Teks Sumber:
▬▬▬▬▬▬▬▬▬▬
Peran Tempe di Tengah Krisis Pangan Global
Tempe telah membuktikan diri sebagai solusi ketika terjadi krisis pangan. Pada tahun 1930, ketika masyarakat mengalami kesulitan ekonomi akibat depresi global, banyak keluarga beralih ke tempe sebagai alternatif sumber gizi. Harganya yang terjangkau serta nilai nutrisinya yang tinggi membuatnya menjadi pilihan utama.
Selama masa sulit tersebut, tempe menjadi makanan yang menyelamatkan banyak masyarakat dari masalah kelaparan. Dengan sejarah panjang sebagai pangan lokal, tempe berhasil membuktikan fungsinya dalam memenuhi kebutuhan gizi, terutama dalam masa sulit.
Lebih dari itu, tempe telah menjadi bagian penting dalam menciptakan pola makan yang seimbang. Dalam konteks modern, tempe menjadi pilihan yang digemari baik di kalangan vegetarian maupun mereka yang mencari makanan sehat dengan biaya yang lebih rendah.
Pergeseran Popularitas Tempe di Mancanegara
Sejak masa kolonial, popularitas tempe mulai melejit, terutama saat para peneliti Belanda mulai mempublikasikan hasil penelitian mengenai gizi tempe pada tahun 1875. Produksi tempe secara komersial di Eropa kemudian dimulai pada tahun 1946, membuka jalan bagi tempe untuk dikenal di pasar global.
▬▬▬▬▬▬▬▬▬▬
Informasi Hasil Ekstraksi:

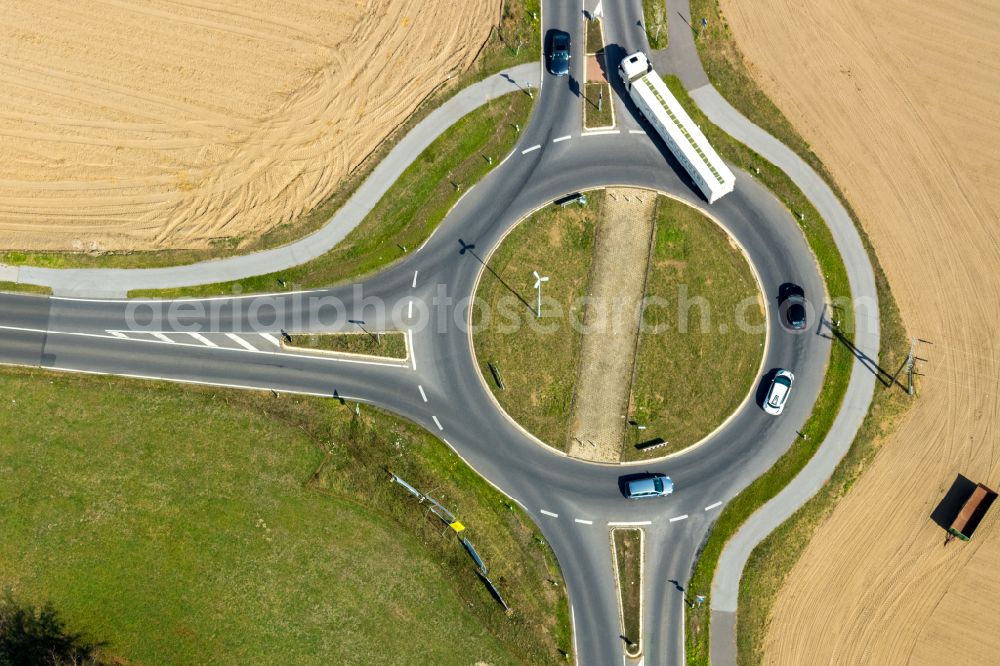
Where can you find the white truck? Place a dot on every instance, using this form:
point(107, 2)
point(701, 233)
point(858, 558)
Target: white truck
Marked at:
point(658, 106)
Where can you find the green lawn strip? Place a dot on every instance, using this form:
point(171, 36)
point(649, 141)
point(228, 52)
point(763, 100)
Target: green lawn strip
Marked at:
point(655, 22)
point(595, 38)
point(408, 212)
point(185, 524)
point(537, 358)
point(391, 344)
point(693, 373)
point(597, 107)
point(834, 386)
point(25, 288)
point(499, 52)
point(772, 560)
point(628, 557)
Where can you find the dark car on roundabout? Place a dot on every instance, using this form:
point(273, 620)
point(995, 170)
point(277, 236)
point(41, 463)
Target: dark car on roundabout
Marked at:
point(557, 52)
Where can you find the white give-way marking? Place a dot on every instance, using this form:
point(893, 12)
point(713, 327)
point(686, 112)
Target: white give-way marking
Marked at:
point(241, 342)
point(203, 340)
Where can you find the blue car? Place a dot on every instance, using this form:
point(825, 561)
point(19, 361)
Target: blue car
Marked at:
point(558, 53)
point(649, 485)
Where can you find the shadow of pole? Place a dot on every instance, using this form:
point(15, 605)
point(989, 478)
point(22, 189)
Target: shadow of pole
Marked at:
point(471, 249)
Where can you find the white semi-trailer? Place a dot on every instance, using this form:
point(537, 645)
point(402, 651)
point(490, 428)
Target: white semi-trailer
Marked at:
point(656, 103)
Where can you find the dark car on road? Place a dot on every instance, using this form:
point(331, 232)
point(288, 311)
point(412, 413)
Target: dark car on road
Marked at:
point(558, 52)
point(649, 485)
point(795, 311)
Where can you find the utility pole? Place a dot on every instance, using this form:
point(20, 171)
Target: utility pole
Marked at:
point(538, 285)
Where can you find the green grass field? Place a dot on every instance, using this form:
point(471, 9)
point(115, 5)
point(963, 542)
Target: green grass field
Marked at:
point(539, 362)
point(408, 212)
point(537, 357)
point(687, 383)
point(192, 525)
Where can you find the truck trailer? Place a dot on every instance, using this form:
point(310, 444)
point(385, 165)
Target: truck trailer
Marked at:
point(658, 106)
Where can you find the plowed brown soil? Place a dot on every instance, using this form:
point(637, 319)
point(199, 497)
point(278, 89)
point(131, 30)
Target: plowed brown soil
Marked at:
point(901, 99)
point(158, 124)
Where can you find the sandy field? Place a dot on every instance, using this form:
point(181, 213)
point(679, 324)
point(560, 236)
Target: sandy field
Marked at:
point(154, 124)
point(901, 99)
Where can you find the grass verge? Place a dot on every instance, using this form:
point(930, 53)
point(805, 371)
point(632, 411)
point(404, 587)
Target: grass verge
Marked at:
point(391, 344)
point(515, 40)
point(186, 524)
point(25, 288)
point(537, 357)
point(598, 105)
point(693, 260)
point(655, 22)
point(408, 212)
point(595, 38)
point(773, 558)
point(628, 563)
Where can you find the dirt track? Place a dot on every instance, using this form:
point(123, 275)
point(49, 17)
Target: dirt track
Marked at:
point(901, 99)
point(159, 124)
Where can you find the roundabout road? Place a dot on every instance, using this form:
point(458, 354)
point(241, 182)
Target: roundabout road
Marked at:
point(233, 342)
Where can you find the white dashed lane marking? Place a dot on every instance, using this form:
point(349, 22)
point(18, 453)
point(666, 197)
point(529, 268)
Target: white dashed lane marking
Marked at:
point(203, 340)
point(241, 342)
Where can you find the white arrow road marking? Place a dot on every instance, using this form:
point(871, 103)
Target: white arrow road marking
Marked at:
point(203, 340)
point(241, 342)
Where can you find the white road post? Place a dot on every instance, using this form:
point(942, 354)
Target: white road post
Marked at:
point(538, 285)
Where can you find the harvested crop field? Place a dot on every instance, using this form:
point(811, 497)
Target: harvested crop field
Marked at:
point(164, 125)
point(901, 100)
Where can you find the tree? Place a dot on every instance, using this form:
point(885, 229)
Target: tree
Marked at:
point(31, 636)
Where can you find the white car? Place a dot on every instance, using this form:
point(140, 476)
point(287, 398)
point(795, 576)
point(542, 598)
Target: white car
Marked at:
point(777, 395)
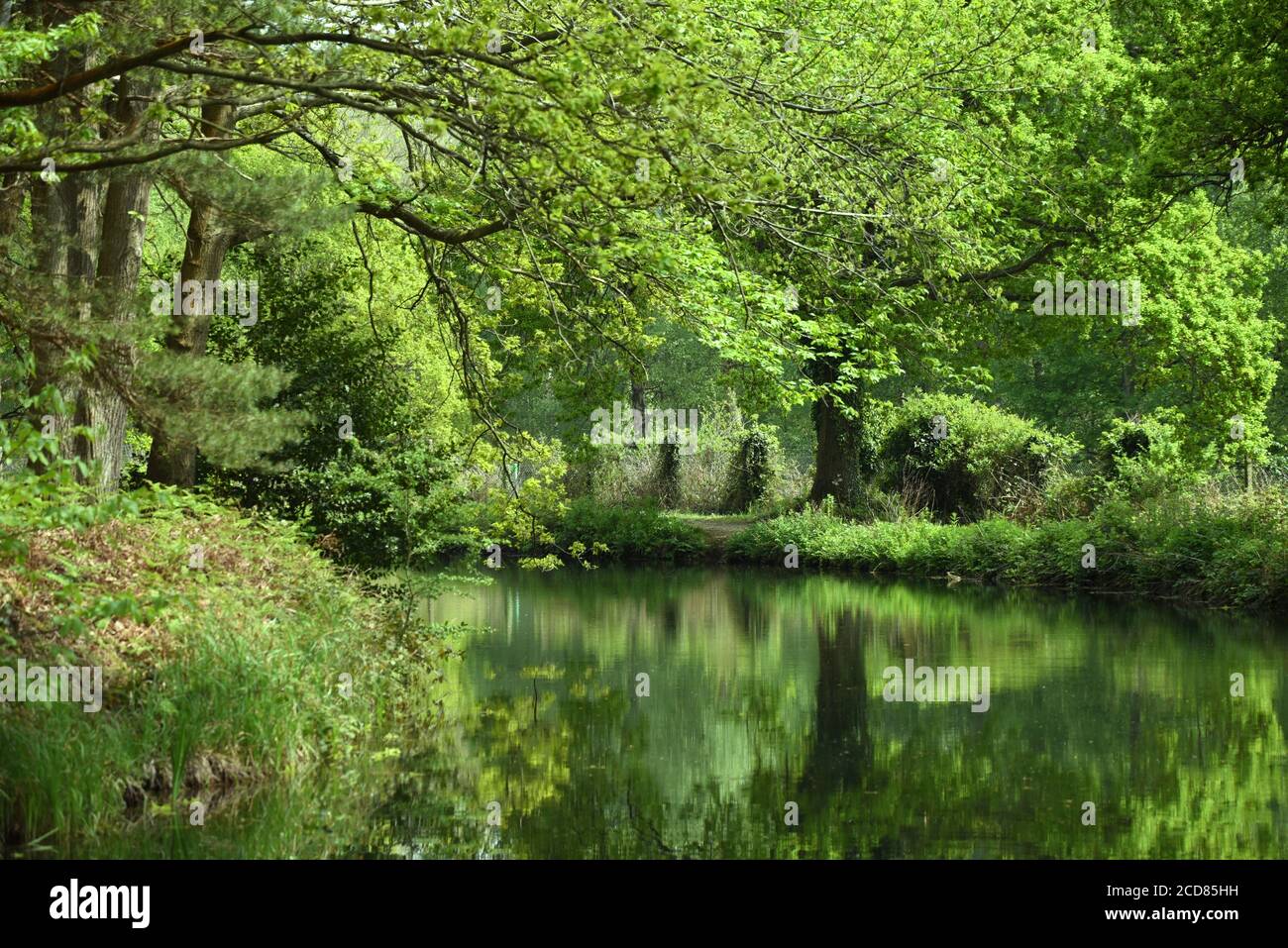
▬▬▬▬▬▬▬▬▬▬
Tugas:
Menurut teks tentang tempe, tahun berapa produksi tempe secara komersial di Eropa dimulai?

Jawaban Tugas:
Tahun 1946.